= Brief A =
In the embeddings code samples, which model does the Node.js SDK example request?
= Brief B =
In the embeddings code samples, substitute "Initial" for "First" in the part that opens with the words containing "const embedding = response.data[0].embedding;" and closes with "Batch Embeddings (Node.js)".

= Quoted passage =
((
Batch Embeddings (Python)

from openai import OpenAI

client = OpenAI(
    base_url="http://localhost:8090/v1",
    api_key="<your-api-key>"
)

texts = [
    "Real-time data acceleration",
    "SQL query federation",
    "Vector search capabilities"
]

response = client.embeddings.create(
    model="text-embedding-3-small",
    input=texts
)

for i, embedding_obj in enumerate(response.data):
    print(f"Text {i}: {len(embedding_obj.embedding)} dimensions")

OpenAI Node.js SDK

import OpenAI from 'openai';

const client = new OpenAI({
  baseURL: 'http://localhost:8090/v1',
  apiKey: '<your-api-key>'
});

const response = await client.embeddings.create({
  model: 'text-embedding-ada-002',
  input: 'Spice accelerates data and AI applications.',
  encoding_format: 'float'
});

const embedding = response.data[0].embedding;
console.log(`Embedding dimension: ${embedding.length}`);
console.log(`First 5 values: ${embedding.slice(0, 5)}`);

Batch Embeddings (Node.js)
))
= Study material =
((
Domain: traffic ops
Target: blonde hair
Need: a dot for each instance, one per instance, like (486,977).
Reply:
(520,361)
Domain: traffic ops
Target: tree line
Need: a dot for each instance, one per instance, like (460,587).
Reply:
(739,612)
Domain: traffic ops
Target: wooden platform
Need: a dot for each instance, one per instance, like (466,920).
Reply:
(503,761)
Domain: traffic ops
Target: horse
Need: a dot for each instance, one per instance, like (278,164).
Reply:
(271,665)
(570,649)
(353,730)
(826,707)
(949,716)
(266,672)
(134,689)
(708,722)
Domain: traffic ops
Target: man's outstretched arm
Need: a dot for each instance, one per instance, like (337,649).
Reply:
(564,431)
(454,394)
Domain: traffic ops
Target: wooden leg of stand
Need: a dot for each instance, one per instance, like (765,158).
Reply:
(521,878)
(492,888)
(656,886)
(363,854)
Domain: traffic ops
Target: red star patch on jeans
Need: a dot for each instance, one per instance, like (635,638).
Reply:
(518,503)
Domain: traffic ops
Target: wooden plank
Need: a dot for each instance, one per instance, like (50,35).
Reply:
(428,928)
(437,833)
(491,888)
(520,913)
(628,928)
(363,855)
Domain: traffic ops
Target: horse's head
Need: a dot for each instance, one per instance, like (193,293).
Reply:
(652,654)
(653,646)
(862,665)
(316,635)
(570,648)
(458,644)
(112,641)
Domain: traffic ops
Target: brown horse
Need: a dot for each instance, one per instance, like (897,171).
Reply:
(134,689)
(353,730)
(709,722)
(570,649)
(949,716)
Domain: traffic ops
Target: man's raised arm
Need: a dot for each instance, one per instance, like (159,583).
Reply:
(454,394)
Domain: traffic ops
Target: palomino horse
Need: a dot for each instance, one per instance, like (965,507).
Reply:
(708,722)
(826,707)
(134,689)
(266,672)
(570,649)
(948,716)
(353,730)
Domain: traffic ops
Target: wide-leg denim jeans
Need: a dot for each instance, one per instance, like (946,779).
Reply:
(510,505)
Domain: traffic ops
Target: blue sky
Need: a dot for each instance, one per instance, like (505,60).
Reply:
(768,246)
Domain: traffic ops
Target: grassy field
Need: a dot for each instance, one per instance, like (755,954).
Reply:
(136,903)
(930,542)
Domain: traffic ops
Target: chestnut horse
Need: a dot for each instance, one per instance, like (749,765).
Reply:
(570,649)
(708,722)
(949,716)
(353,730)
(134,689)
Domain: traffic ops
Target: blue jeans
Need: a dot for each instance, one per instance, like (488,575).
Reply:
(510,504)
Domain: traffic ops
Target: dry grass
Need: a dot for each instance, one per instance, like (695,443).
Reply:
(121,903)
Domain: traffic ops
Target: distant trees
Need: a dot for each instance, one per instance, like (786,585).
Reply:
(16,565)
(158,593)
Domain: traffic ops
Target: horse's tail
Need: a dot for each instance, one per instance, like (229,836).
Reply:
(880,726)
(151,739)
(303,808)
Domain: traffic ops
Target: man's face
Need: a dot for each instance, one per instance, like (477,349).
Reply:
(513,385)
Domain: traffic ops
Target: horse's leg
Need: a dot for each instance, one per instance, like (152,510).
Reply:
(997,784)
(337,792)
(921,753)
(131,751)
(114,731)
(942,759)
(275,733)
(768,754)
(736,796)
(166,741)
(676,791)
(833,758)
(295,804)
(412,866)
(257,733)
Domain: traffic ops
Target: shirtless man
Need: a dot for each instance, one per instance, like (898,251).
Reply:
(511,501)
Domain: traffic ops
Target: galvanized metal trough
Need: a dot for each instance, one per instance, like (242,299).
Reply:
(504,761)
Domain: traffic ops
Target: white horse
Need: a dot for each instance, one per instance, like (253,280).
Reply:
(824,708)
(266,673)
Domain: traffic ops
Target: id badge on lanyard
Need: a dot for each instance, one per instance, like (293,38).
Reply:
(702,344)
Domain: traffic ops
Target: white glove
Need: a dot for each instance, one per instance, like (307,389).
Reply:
))
= Answer A =
text-embedding-ada-002

= Answer B =
const embedding = response.data[0].embedding;
console.log(`Embedding dimension: ${embedding.length}`);
console.log(`Initial 5 values: ${embedding.slice(0, 5)}`);

Batch Embeddings (Node.js)